### Available records
· · · · · · ·
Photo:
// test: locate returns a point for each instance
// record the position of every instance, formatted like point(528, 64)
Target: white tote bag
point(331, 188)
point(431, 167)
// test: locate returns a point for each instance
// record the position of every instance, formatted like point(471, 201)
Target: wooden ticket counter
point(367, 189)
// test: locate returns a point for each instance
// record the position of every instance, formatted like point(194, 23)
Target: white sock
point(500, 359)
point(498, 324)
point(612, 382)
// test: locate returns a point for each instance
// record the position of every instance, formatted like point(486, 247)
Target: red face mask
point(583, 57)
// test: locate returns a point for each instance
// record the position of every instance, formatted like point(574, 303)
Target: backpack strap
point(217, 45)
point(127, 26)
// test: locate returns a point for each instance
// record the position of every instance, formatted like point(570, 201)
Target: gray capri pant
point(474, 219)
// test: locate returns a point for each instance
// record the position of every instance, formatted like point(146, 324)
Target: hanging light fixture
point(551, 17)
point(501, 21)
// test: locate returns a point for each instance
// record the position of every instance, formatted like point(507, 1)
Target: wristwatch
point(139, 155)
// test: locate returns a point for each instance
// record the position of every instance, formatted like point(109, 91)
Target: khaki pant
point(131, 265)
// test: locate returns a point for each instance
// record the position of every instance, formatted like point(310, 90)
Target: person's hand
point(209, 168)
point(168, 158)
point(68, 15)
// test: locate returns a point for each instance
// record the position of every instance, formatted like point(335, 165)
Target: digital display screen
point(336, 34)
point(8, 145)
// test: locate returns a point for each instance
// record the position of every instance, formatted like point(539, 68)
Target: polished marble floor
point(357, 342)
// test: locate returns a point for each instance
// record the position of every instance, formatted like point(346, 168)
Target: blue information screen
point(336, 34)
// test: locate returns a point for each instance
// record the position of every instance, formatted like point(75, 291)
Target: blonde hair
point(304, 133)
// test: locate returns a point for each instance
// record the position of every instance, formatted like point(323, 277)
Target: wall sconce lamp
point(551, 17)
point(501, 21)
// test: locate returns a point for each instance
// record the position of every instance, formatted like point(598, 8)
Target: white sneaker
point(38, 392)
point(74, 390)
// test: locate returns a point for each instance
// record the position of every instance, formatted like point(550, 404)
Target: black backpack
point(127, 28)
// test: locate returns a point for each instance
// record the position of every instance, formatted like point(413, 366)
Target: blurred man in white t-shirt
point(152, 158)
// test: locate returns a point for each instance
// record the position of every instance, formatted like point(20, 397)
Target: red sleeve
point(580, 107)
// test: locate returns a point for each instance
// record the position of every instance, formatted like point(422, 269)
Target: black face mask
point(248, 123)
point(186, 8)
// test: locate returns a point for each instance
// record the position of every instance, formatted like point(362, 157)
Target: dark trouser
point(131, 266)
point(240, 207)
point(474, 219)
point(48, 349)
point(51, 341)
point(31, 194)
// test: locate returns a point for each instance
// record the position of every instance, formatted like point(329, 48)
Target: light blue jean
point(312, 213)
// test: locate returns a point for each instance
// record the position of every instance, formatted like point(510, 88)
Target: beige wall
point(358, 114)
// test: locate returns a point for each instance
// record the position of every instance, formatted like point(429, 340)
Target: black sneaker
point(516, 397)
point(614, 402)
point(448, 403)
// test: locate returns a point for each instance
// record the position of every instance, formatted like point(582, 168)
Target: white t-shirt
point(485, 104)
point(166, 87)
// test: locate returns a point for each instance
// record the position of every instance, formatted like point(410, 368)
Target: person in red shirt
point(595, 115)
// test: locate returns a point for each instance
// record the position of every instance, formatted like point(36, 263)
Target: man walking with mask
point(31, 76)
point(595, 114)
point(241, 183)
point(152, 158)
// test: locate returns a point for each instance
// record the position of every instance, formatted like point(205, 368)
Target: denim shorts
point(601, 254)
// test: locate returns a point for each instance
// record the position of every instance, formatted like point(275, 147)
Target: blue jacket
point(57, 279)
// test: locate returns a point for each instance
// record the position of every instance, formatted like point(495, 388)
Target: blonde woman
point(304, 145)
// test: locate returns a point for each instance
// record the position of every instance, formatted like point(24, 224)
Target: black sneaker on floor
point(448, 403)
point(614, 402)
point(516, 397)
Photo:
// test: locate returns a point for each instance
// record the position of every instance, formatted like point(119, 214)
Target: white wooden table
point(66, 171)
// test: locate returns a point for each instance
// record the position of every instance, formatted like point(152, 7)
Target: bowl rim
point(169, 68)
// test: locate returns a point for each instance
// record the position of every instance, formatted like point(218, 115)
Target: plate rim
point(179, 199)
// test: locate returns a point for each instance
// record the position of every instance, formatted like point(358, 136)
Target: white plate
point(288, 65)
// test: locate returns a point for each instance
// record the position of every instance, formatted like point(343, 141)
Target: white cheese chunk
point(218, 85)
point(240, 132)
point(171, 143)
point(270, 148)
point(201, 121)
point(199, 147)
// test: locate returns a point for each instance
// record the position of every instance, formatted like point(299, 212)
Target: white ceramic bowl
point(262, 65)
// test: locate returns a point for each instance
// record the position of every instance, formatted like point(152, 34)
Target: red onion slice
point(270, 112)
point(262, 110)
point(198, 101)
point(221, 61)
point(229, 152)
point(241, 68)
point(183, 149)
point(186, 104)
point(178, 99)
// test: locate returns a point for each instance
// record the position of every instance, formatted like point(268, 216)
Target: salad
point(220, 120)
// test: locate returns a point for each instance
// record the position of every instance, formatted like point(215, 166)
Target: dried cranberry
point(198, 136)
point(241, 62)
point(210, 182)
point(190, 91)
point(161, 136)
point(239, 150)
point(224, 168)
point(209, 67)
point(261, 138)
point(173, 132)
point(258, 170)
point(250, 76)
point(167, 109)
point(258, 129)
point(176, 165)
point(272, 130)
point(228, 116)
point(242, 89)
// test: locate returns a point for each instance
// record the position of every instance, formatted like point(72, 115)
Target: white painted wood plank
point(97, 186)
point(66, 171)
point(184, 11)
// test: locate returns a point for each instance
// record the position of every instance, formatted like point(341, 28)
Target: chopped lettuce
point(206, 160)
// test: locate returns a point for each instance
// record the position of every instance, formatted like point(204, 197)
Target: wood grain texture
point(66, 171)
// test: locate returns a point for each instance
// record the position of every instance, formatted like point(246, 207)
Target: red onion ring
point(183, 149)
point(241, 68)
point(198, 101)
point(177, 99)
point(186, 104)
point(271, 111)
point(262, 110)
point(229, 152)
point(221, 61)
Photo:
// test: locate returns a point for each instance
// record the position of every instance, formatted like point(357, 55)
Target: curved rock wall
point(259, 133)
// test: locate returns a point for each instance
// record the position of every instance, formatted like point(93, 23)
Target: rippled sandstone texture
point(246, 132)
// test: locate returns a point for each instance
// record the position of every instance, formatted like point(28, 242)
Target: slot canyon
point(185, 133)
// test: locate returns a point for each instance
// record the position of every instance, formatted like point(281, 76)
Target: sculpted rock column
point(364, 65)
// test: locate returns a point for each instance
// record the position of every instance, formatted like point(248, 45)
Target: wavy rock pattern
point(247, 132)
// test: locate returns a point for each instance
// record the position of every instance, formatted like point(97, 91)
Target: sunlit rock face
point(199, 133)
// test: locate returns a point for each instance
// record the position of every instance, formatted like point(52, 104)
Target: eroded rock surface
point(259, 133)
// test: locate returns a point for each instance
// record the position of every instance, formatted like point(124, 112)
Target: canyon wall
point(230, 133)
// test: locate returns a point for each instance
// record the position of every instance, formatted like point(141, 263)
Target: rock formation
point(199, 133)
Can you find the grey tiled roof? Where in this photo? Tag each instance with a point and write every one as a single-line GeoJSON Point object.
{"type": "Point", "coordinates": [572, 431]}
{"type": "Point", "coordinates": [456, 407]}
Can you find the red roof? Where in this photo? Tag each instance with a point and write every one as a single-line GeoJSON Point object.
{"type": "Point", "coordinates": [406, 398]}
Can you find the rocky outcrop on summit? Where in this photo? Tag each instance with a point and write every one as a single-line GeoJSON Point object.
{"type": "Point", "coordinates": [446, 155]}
· · · · · · ·
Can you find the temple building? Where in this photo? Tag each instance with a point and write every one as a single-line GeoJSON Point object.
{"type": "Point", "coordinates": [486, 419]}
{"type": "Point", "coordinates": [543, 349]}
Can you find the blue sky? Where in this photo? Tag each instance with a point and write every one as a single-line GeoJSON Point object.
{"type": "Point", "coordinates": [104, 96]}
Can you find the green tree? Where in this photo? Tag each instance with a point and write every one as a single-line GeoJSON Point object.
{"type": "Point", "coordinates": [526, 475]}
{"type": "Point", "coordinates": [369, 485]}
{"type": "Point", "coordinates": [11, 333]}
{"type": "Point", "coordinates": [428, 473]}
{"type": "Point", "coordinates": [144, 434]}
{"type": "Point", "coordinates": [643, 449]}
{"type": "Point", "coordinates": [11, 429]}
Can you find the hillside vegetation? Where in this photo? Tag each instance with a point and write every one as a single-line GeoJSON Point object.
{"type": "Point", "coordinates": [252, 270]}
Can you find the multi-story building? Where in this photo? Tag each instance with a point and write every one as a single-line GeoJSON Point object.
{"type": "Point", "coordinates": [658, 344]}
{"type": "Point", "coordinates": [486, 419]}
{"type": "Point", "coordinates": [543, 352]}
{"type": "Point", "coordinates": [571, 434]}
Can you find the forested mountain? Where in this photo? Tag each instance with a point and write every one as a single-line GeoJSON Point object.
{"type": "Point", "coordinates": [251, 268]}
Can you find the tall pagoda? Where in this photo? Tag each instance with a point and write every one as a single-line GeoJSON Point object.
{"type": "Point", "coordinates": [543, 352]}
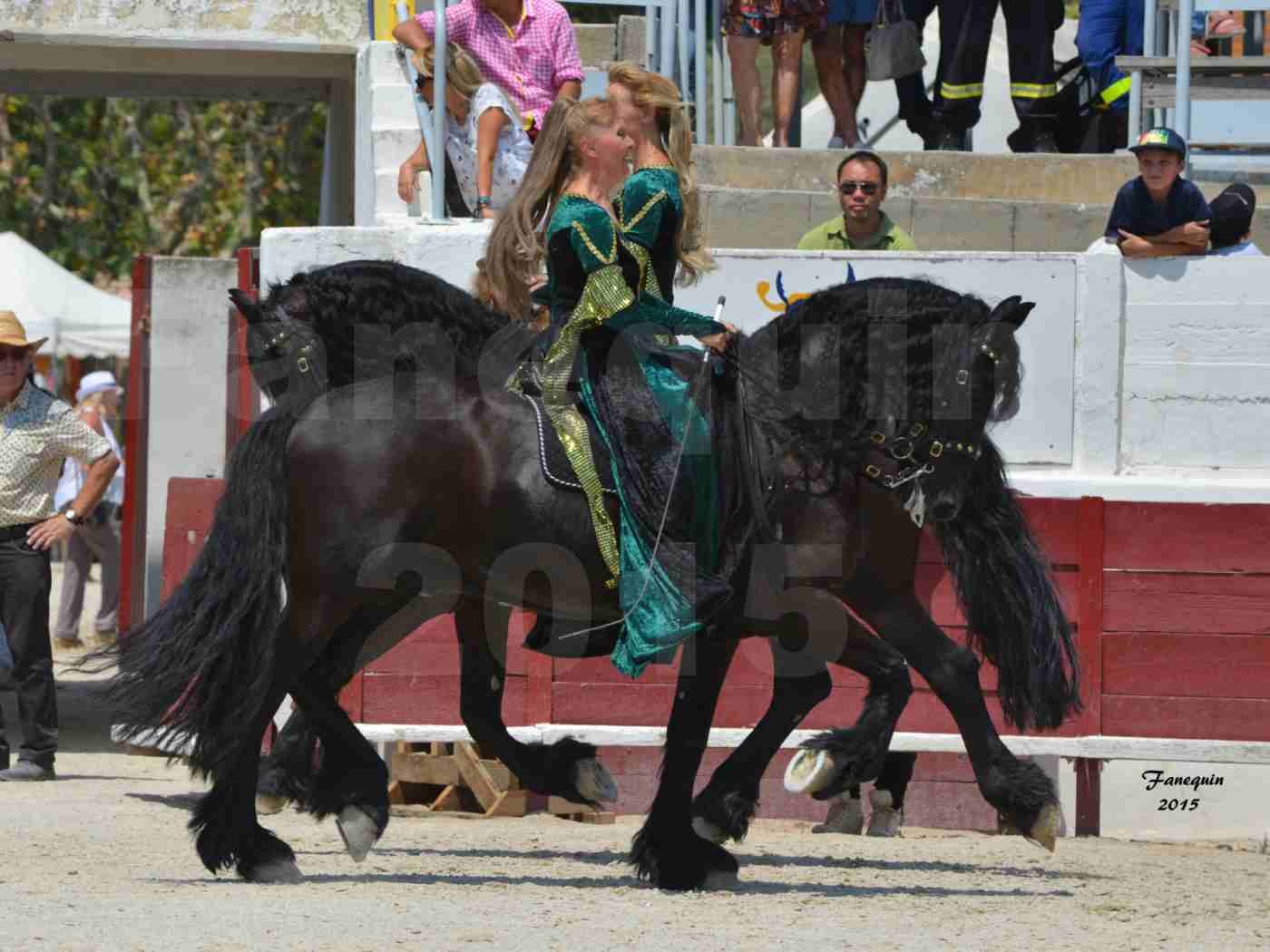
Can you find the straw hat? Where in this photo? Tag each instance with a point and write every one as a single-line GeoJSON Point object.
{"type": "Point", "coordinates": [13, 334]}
· · · · · · ·
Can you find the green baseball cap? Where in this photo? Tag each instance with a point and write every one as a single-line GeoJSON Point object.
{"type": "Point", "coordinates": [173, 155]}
· · · · · · ·
### Assigned task
Only the lines above from the one with "like point(152, 34)" up to and including the one with "like point(215, 166)" should be repeated, exactly as written.

### Answer to the problem
// record the position of every instance, formatted like point(152, 34)
Target: red onion slice
point(270, 112)
point(262, 110)
point(198, 101)
point(221, 61)
point(229, 152)
point(241, 68)
point(183, 149)
point(186, 104)
point(178, 99)
// test: locate returns a point for each instance
// record the position of every instance, formatted like point(268, 216)
Target: salad
point(220, 120)
// test: locate returns a point for each instance
// record the position of every instance, formatted like point(215, 166)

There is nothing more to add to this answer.